## EXERCISE
Go through the data and retrieve each line that includes the string "target".
- - -
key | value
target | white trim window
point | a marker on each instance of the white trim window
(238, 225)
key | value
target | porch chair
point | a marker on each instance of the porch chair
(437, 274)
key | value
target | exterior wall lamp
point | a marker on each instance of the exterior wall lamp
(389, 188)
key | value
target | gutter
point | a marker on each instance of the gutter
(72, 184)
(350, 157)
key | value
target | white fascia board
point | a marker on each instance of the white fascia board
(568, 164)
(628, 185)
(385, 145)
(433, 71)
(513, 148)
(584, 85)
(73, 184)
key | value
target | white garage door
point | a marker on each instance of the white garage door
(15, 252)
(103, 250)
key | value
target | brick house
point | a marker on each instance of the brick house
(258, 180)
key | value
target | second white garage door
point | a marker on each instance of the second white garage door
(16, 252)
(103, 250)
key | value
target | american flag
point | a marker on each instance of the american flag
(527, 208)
- - -
## EXERCISE SOLUTION
target | white trim window
target | porch chair
target | exterior wall lamp
target | gutter
target | white fascia board
target | white garage door
target | brick house
target | second white garage door
target | american flag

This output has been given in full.